:: TEXTE FOURNI

Le Déchronologue par Nanash
Le mélange des époques, le mélange des temps, les objets et évènements anachroniques, voila matière à bon nombre de romans, séries et films. Mais dans quel univers faire intervenir tout cet attirail ? L'espace ou notre siècle ? déjà fait et refait. Alors pourquoi pas l'époque des pirates ? Les caraîbes du XVIIème, quelle excellente idée.
Boîtes de conserve, baladeur à cassette, batteries électriques et autres armes de poings font irruption au milieu des histoires de pirates et de corsaires, au milieu de la machine de guerre de l'empire espagnol, au milieu de la vie du péquin moyen. Et si finalement ces "maravillas" n'étaient pas les vraies merveilles de ce monde ? Et si c'était un homme ?
Le vrai anachronisme, le plus étincelant, de ce roman c'est bien le héros, Henri Villon, libre capitaine Rochelais parti tourner la page d'un passé douloureux dans les mers chaudes du nouveau monde et noyer sa culpabilité dans le tafia. Villon n'est pas d'un autre temps, il est de tous les temps. Cruel comme il se doit, soudard invétéré et fier de l'être, meneur d'homme et navigateur hors pair, il sait aussi se montrer de la plus grande humanité et du plus grand dévouement. Notre capitaine va être le pantin, le "deus ex machina" de forces du futur qui le dépassent. Car les maravillas ne débarquent pas par hasard, le temps se déforme à la Havanne, les époques se chevauchent à Haïti, se distordent à Tortuga et laissent entrer navires et quincaillerie qui mettent en émoi la flibuste locale. Mandaté par ces étranges êtres dans leur machine volante, Henri Villon sa tenter de mettre un terme à cela grâce aux batteries temporelles de son fier Déchronologue.
Stéphane Beauverger nous offre un roman complexe par sa construction et sa multitude de personnages secondaires. Les chapitres ne sont pas rendus dans l'ordre chronologique, il est donc quelques fois compliqué de s'y retrouver, mais finalement cela n'a que peu d'importance, car c'est l'aventure humaine d'Henri Villon qui est en jeu en ces temps troublés. Qu'ils soient ennemis, amis, membres de l'équipage ou autochtones, le roman fourmille de dizaines de personnages qu'il est difficile de tous parfaitement cerner mais qui tous ont un rôle à jouer pendant les quelques douze ans de l'aventure.

::::
:: INFORMATIONS EXTRAITES

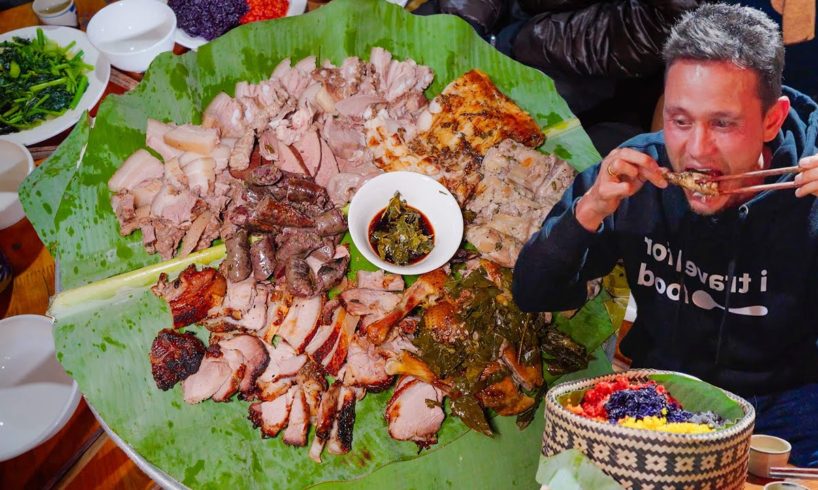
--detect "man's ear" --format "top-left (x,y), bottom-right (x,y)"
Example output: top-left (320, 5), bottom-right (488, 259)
top-left (764, 95), bottom-right (790, 143)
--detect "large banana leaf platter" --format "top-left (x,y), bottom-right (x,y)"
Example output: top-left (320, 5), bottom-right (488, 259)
top-left (20, 0), bottom-right (612, 488)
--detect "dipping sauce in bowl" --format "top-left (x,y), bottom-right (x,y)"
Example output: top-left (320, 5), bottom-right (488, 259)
top-left (368, 192), bottom-right (435, 265)
top-left (347, 172), bottom-right (463, 274)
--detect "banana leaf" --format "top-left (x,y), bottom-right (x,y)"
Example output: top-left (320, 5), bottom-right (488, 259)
top-left (21, 0), bottom-right (599, 289)
top-left (15, 0), bottom-right (613, 488)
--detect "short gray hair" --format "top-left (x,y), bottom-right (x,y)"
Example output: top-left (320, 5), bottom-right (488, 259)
top-left (663, 3), bottom-right (784, 112)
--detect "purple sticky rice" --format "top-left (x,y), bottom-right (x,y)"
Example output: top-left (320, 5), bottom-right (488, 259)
top-left (168, 0), bottom-right (244, 41)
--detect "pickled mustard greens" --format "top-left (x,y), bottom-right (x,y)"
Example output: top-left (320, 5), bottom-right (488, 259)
top-left (0, 29), bottom-right (94, 134)
top-left (369, 192), bottom-right (434, 265)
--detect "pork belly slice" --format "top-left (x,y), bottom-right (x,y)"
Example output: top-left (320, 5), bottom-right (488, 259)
top-left (357, 269), bottom-right (404, 291)
top-left (162, 124), bottom-right (219, 155)
top-left (366, 269), bottom-right (447, 345)
top-left (108, 149), bottom-right (165, 192)
top-left (151, 264), bottom-right (227, 328)
top-left (249, 388), bottom-right (295, 437)
top-left (295, 360), bottom-right (327, 425)
top-left (219, 334), bottom-right (270, 400)
top-left (150, 328), bottom-right (206, 391)
top-left (256, 342), bottom-right (307, 389)
top-left (208, 344), bottom-right (242, 402)
top-left (386, 376), bottom-right (445, 448)
top-left (293, 130), bottom-right (321, 177)
top-left (322, 308), bottom-right (359, 376)
top-left (278, 295), bottom-right (324, 354)
top-left (327, 387), bottom-right (357, 454)
top-left (342, 335), bottom-right (393, 392)
top-left (182, 354), bottom-right (233, 405)
top-left (341, 288), bottom-right (401, 318)
top-left (284, 387), bottom-right (310, 447)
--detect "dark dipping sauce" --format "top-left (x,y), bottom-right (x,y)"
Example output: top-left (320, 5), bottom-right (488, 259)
top-left (367, 192), bottom-right (435, 265)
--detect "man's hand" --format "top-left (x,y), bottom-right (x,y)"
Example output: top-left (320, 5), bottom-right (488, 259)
top-left (576, 148), bottom-right (664, 231)
top-left (795, 155), bottom-right (818, 197)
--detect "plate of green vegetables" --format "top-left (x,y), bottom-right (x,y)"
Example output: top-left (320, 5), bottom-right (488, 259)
top-left (0, 26), bottom-right (111, 145)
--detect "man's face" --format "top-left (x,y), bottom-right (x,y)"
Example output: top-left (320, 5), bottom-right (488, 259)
top-left (664, 60), bottom-right (780, 215)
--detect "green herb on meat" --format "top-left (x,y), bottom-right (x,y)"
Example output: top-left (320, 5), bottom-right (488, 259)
top-left (0, 29), bottom-right (94, 134)
top-left (370, 192), bottom-right (434, 265)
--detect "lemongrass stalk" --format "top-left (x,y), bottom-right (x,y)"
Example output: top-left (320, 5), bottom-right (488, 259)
top-left (49, 244), bottom-right (225, 317)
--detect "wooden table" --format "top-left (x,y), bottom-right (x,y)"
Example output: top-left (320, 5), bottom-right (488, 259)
top-left (0, 0), bottom-right (818, 490)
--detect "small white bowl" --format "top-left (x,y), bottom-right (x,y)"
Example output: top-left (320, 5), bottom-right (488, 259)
top-left (0, 140), bottom-right (34, 230)
top-left (748, 434), bottom-right (792, 478)
top-left (0, 315), bottom-right (80, 461)
top-left (348, 172), bottom-right (463, 274)
top-left (87, 0), bottom-right (176, 72)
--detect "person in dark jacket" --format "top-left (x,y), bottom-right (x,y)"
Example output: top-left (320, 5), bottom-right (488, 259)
top-left (513, 4), bottom-right (818, 466)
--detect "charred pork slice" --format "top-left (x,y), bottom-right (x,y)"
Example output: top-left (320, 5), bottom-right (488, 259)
top-left (249, 389), bottom-right (294, 437)
top-left (182, 355), bottom-right (233, 404)
top-left (150, 328), bottom-right (206, 391)
top-left (219, 335), bottom-right (270, 400)
top-left (344, 336), bottom-right (393, 392)
top-left (278, 295), bottom-right (324, 354)
top-left (327, 387), bottom-right (356, 454)
top-left (151, 265), bottom-right (227, 328)
top-left (386, 376), bottom-right (445, 447)
top-left (284, 388), bottom-right (310, 447)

::::

**TRAVAIL DEMANDÉ**
A) Selon la critique du Déchronologue, quel écrivain a signé ce roman ?
B) Rédigez la suite de la critique du roman Le Déchronologue en partant de sa dernière phrase.

**RÉPONSES PAR CONSIGNE**
A) Stéphane Beauverger.

B)
La langue est d'une importance cruciale, le langage fleuri des gens de mer et de tous les personnages donne un parfum d'aventure au roman, c'est une voix éraillée par l'alcool que j'entendais en lisant les invectives de notre bon capitaine aux spaniards et autres vendeurs de maravillas. En passant de Féfé de Dieppe au commodore Mendoza en passant de Sévère au maître d'équipage Hollandais, tous ont une épaisseur donnée par leur façon de s'exprimer qui les ancre dans le récit.
L'auteur pousse même le vice jusqu'à ajouter un personnage féminin au récit. Ce qui dans d'autres productions relèverait de la vilaine supercherie, fonctionne parfaitement. Sévère, puisqu'il fallait bien lui donner un nom sur le bateau, en plus d'incarner un accomplissement impossible pour le héros, s'intègre au récit de façon remarquable et nous permet de voir plus de la complexe personnalité d'Henri Villon.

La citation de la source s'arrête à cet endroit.